[Records excerpted from a collection]
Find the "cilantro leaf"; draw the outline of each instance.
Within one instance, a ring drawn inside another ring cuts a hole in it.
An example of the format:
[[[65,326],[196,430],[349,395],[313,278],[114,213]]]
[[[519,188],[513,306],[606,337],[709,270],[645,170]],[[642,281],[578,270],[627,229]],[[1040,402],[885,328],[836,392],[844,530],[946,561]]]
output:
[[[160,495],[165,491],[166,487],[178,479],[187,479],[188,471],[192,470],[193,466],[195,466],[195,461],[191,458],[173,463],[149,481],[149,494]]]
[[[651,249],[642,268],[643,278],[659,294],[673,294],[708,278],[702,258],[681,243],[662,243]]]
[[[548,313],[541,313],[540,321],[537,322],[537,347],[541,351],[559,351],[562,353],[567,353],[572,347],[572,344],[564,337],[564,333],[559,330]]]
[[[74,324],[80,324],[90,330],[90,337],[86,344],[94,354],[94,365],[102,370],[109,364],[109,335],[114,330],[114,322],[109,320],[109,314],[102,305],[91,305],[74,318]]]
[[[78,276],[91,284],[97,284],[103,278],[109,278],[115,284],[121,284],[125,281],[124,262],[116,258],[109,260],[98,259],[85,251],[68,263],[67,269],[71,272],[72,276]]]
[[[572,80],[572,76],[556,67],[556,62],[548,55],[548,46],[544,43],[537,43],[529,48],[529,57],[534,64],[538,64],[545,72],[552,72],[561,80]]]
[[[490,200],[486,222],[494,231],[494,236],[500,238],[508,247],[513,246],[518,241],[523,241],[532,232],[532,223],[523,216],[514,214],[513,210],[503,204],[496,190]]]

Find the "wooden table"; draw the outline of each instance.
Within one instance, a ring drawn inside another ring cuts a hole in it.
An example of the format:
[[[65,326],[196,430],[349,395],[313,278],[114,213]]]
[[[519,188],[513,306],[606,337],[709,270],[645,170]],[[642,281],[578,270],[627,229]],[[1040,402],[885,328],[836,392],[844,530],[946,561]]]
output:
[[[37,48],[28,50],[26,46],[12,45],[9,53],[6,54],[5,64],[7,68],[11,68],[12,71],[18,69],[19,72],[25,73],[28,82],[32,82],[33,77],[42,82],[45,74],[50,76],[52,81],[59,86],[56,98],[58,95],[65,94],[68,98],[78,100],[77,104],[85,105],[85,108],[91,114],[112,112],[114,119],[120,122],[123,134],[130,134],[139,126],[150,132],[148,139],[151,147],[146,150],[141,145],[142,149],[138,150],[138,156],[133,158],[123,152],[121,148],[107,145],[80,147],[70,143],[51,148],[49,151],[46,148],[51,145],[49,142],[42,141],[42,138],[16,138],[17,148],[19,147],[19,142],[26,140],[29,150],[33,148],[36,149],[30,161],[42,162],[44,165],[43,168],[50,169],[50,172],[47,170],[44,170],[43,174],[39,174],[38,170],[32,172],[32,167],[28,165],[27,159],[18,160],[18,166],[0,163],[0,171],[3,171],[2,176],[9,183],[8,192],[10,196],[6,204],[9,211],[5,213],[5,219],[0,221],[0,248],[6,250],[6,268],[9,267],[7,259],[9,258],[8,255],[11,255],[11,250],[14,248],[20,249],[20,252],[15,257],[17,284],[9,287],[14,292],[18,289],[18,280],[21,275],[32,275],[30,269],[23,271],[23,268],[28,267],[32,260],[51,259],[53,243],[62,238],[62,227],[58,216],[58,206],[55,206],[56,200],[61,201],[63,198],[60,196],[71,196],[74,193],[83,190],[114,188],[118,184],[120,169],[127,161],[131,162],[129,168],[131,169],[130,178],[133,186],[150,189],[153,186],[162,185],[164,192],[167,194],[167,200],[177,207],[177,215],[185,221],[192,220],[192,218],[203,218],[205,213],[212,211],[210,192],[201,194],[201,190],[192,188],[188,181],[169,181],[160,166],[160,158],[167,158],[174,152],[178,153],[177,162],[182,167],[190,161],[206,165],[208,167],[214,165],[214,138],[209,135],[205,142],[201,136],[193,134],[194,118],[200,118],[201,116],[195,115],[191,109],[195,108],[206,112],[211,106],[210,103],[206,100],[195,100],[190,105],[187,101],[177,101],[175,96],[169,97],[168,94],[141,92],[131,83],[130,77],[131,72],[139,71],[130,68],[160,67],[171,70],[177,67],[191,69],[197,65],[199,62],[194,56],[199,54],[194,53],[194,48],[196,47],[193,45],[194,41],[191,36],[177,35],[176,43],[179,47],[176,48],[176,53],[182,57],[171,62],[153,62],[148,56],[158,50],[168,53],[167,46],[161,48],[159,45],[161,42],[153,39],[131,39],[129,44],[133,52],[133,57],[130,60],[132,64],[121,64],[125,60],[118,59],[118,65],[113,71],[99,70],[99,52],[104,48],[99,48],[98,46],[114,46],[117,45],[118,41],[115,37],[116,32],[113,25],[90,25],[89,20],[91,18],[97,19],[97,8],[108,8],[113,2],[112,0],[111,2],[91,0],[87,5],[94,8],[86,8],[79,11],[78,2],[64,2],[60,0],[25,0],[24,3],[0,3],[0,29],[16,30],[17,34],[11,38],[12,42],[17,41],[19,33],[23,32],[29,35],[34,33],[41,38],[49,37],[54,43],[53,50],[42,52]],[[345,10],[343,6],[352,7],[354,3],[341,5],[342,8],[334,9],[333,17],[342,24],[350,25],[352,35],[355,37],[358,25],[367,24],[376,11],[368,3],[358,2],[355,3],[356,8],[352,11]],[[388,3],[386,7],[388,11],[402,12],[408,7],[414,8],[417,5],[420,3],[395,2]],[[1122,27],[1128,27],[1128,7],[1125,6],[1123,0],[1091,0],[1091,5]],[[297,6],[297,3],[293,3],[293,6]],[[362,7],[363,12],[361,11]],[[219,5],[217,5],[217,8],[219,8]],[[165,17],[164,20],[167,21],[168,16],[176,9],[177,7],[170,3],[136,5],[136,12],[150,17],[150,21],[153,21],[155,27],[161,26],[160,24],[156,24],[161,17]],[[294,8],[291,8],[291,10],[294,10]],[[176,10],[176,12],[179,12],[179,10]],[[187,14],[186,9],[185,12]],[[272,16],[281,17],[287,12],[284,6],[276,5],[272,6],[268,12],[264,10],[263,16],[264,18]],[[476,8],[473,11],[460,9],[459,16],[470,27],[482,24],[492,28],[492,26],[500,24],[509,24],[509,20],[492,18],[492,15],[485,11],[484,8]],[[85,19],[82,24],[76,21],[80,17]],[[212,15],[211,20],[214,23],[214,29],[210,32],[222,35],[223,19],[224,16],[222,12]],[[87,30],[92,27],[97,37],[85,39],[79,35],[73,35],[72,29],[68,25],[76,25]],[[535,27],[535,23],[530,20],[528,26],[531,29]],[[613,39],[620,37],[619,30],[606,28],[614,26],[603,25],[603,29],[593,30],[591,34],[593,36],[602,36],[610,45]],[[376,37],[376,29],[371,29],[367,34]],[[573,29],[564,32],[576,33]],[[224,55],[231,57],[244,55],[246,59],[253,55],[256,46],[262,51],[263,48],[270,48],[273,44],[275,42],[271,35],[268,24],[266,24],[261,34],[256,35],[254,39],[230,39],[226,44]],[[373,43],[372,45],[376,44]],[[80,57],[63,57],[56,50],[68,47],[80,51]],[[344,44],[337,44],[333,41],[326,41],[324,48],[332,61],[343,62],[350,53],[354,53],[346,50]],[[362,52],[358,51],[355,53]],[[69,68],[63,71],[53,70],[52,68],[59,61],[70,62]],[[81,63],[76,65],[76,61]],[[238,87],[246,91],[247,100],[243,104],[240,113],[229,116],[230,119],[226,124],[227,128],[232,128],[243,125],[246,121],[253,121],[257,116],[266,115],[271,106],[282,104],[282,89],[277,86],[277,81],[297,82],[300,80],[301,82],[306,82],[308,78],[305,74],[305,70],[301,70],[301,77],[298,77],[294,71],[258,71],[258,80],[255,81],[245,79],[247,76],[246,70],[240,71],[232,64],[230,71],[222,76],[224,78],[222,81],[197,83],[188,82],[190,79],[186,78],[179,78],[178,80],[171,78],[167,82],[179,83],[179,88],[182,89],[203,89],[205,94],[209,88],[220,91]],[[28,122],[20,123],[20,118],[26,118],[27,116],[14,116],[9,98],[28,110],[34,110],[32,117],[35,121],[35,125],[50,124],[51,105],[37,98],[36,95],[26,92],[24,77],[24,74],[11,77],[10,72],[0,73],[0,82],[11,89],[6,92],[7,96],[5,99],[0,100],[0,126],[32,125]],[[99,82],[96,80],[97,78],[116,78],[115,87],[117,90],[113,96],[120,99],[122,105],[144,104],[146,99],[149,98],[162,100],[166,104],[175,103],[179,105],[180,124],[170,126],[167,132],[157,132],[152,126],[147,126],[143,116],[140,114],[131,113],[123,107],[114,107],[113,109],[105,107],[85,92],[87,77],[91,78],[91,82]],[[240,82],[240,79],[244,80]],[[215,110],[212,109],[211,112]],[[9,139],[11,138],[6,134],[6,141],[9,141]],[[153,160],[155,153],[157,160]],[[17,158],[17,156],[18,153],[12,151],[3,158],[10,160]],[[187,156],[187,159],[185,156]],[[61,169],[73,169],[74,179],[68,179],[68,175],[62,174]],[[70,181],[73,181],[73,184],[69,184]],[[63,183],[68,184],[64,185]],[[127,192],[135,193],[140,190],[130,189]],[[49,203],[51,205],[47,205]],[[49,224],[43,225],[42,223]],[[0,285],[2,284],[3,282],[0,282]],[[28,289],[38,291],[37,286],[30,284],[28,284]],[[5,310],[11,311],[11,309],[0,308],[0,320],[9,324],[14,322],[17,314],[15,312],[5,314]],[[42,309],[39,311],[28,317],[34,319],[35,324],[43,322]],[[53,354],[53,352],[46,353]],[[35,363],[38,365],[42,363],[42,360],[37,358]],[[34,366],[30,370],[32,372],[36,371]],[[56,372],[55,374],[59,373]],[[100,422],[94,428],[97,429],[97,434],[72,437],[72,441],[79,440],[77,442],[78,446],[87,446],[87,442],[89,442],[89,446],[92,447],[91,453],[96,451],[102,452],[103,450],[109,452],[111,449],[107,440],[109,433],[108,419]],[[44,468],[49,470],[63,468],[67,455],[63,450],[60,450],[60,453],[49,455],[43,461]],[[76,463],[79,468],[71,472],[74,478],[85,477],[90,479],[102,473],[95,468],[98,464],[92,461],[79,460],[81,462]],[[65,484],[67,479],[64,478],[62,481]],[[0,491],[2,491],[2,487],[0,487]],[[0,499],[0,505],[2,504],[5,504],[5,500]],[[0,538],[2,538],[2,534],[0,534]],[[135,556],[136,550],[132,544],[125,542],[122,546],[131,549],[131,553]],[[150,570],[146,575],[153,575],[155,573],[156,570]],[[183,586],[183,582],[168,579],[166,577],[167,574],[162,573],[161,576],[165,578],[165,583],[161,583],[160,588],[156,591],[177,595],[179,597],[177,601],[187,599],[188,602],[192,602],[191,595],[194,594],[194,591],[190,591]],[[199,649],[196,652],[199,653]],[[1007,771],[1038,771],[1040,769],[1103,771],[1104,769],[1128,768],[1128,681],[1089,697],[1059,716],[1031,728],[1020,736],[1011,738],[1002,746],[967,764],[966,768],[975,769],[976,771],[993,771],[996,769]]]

● **Task to carry out**
List every line of the listing above that contains the string "instance", matching case exactly.

● **Exercise solution**
Find the "cilantro leaf"; draw the outline of each instance.
Within one instance, a ring drawn inside another ring cuts a hole in it.
Find the "wooden table"; draw the outline of each instance.
Within one instance, a ring drawn inside another ring cuts a hole in it.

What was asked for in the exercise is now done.